Given text ::
^^^^^^^^

I managed to [mostly] clean the kitchen last night so I've kicked it out of the priority list until next weekend. Unfortunately the living room, bathroom, bedroom, and my office all need cleaning too. I think of the priorities, my office and the bedroom are the most important to me, so I'll probably push the living room and bathroom until at least Friday.
There's also the laundry. I don't have any clean clothes and as we're moving into winter I need to be more rigid about getting that done because days where the clothes can be dried on the line will be more limited. So I definitely need to wash an outfit or two and hang them up in the next hour.
That's already a really busy day, so I'll probably cut it there. But it's definitely going to still leave me a lot of work this week. Half my cleaning, at least one more round of laundry, settling dog food for the next couple of weeks, planting the fall/winter greens, doing some set up work on my computer, work on some writing projects, cleaning out the fridge, and patching some worn clothes. My work week isn't insane atm, but it is definitely limiting. Right now I have 6+4+0+4+2+5+5= 25 non work/non-survival needs (sleep, food, shower, etc) hours available each week. I need to figure out a regukar distribution of these that means everything is getting done and I still have an hour a day to myself as often as possible. I think it's probably not realistic to give myself more than an hour a day for free time/fun, which is a bit unfortunate because I've found in the past that my floor tends to be getting 2-3hrs of free time most days because of how I deal with transition and decision-making.
25-7 [1hr per day] is 18 hrs, so I just need to decide where and how to distribute those in order to keep pace with things.
Lets say the garden needs 3hrs per week, the laundry needs 4 hours (specifically 2 sets of 2 morning/early afternoon hours), the cleaning needs an hour a day to get through a maintenance clean of the house, and 3 hours once a week to work down any deep cleaning that's built up. Which is....already three more hours than I actually have each week. So I guess I'll make a plan to work in the garden for 20-40min of 4 of my free hours each week.

^^^^^^^^

Stored records ::
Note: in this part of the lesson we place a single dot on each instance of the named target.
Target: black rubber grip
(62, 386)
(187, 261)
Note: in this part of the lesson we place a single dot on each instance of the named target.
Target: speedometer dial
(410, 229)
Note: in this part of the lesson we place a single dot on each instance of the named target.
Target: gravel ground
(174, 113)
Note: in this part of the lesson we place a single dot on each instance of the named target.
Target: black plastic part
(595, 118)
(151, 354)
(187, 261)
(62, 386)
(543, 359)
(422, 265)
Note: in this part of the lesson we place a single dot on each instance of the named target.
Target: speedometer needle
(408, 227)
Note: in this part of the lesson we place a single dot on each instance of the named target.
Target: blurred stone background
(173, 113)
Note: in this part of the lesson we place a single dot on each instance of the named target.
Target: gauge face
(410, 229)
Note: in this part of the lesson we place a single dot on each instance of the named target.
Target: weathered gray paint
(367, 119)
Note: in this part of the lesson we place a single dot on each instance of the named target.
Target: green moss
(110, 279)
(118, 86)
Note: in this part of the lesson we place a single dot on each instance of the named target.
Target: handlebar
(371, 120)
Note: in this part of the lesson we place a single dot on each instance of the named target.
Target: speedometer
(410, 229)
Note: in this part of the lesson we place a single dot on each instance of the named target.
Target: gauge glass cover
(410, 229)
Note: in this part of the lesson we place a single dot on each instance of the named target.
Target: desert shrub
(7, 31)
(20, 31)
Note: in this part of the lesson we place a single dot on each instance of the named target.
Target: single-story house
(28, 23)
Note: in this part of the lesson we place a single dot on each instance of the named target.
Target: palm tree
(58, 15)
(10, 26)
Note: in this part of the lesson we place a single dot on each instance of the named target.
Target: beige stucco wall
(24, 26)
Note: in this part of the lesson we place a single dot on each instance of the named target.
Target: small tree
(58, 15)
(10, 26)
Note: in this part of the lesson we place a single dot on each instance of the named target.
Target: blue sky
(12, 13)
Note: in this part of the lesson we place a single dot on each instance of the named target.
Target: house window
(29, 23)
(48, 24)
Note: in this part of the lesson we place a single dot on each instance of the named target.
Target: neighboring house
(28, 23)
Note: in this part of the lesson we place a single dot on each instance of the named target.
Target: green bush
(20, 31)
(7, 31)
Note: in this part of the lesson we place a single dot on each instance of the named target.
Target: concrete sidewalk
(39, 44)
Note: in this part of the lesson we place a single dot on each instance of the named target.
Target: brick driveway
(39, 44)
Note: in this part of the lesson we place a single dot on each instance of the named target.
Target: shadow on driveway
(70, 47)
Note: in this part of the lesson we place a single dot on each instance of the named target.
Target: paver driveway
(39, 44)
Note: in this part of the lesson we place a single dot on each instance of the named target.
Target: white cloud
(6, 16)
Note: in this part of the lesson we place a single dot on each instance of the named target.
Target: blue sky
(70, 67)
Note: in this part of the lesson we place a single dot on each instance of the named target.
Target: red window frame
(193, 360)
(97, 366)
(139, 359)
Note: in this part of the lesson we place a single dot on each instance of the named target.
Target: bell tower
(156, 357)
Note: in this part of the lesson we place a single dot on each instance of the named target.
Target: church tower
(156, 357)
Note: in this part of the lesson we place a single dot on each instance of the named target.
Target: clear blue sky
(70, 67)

^^^^^^^^

Exercise 1 ::
In the chore-planning text, which two rooms does the writer plan to put off until at least Friday?
Exercise 2 ::
Return every line of the entries that contains the string "gauge", treating uppercase and lowercase letters as different.
The text and the entries have nothing to do with each other.

Task answer 1 ::
The living room and the bathroom.

Task answer 2 ::
Target: gauge face
Target: gauge glass cover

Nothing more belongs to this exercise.